**Stated goal**. Find every line below that contains the word "tunnel" and copy each one in full. Case counts.

**Data listing**.
##############################
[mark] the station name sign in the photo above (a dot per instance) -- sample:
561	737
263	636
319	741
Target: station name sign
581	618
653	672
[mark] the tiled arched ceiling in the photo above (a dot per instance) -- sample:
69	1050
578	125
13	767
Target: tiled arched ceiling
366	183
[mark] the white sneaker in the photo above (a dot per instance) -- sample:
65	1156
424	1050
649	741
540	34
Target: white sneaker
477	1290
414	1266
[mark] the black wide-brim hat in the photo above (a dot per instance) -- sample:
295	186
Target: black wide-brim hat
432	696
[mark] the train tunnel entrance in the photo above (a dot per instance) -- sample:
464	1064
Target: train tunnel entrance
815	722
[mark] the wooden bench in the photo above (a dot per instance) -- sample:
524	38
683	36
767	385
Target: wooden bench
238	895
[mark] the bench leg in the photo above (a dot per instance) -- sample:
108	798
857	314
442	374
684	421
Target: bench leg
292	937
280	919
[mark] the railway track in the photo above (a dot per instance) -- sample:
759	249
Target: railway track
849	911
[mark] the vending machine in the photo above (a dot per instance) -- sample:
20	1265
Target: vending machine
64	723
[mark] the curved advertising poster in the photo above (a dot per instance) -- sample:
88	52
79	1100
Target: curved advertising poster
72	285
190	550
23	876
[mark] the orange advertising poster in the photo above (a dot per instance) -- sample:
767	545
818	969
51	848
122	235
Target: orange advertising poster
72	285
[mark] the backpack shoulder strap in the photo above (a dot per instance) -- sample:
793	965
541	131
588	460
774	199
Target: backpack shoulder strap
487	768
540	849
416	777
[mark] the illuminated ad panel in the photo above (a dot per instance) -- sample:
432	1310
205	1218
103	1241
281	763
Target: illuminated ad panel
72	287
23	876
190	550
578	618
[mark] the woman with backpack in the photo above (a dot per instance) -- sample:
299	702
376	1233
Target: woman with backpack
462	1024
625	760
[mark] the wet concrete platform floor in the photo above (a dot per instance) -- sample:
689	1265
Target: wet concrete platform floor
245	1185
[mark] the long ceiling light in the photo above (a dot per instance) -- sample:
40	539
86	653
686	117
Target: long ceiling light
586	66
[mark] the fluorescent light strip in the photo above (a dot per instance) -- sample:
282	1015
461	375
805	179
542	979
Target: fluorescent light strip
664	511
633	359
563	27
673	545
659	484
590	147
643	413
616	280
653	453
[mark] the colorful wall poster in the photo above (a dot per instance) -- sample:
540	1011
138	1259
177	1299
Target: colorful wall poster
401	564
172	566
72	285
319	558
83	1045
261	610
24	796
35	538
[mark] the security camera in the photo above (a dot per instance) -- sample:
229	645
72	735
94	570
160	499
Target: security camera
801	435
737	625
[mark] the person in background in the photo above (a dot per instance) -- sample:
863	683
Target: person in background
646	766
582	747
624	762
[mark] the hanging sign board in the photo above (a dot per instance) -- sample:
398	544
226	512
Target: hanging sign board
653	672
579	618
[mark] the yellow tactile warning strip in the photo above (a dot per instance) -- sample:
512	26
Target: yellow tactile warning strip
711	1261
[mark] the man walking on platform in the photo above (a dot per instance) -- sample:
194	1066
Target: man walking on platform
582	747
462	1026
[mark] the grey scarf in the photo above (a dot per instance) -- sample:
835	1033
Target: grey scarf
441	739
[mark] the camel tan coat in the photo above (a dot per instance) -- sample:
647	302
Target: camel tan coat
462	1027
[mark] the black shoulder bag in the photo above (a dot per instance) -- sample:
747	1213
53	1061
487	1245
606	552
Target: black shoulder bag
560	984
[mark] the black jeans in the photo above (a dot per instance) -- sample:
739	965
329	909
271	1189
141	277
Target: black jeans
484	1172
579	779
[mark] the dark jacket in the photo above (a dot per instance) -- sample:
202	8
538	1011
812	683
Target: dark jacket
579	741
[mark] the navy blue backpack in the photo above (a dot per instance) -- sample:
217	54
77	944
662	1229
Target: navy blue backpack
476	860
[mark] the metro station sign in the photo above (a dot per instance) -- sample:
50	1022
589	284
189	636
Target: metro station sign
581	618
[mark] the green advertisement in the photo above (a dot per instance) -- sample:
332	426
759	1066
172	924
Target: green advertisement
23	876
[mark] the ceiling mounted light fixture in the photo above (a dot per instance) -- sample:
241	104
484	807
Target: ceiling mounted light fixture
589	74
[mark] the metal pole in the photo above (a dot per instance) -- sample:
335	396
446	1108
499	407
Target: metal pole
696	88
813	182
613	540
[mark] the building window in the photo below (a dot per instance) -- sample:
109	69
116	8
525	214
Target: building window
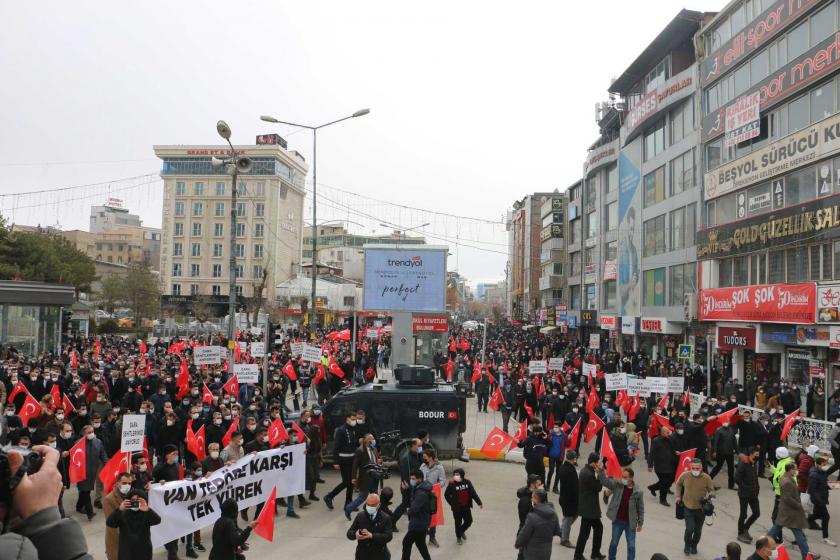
##############################
**Response**.
[mark] the train tunnel entrance in the photo above (a dot per instance) -- sample:
Target: train tunnel entrance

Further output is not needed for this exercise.